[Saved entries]

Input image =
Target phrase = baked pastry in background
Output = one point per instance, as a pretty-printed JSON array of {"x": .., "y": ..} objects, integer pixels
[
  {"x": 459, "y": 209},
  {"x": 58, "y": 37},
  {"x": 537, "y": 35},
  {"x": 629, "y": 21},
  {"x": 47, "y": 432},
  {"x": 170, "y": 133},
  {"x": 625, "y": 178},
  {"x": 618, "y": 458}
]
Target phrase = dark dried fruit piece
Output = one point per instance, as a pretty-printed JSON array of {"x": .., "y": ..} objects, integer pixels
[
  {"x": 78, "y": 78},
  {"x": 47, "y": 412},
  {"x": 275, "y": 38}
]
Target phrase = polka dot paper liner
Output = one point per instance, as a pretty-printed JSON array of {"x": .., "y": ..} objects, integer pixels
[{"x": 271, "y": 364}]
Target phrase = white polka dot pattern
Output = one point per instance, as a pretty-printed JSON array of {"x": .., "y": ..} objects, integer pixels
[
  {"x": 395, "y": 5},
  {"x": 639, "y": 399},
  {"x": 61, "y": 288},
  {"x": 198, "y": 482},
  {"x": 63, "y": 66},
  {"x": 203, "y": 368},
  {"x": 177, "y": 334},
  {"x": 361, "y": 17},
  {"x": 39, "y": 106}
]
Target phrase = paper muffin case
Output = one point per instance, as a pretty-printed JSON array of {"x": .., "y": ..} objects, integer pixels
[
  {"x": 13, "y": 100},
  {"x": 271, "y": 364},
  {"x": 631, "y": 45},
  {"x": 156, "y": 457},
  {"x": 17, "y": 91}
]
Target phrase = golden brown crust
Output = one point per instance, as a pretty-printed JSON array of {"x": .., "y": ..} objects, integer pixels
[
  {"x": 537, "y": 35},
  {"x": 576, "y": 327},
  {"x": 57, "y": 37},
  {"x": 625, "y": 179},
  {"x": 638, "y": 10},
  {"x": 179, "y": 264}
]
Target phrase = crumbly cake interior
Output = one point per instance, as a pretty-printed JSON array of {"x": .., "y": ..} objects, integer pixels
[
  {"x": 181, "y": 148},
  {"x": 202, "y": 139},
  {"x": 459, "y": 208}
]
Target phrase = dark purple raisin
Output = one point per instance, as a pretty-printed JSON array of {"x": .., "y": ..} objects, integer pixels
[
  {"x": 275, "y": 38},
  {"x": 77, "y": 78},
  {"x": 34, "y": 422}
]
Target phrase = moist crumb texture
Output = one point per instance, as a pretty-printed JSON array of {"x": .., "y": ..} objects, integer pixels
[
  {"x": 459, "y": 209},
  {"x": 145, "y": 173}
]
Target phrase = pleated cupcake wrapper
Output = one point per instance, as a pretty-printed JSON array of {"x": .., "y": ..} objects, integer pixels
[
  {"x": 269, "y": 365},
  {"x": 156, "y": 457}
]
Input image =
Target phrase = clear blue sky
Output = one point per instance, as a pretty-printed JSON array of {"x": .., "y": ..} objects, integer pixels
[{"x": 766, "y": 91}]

* Problem requirements
Take the lines above from the one containing "Target phrase = white polka dot pattern" to the one containing "Target phrase = paper muffin case" and retype them exactly, both ends included, with nothing added.

* Exercise response
Target phrase = white polka dot pattern
Output = one point per instance, as a pretty-printed JSON array of {"x": .., "y": ..} objects, integer pixels
[
  {"x": 395, "y": 5},
  {"x": 639, "y": 399},
  {"x": 61, "y": 288},
  {"x": 198, "y": 482},
  {"x": 63, "y": 66},
  {"x": 203, "y": 368},
  {"x": 177, "y": 334},
  {"x": 361, "y": 17},
  {"x": 39, "y": 106}
]
Target phrase = paper muffin case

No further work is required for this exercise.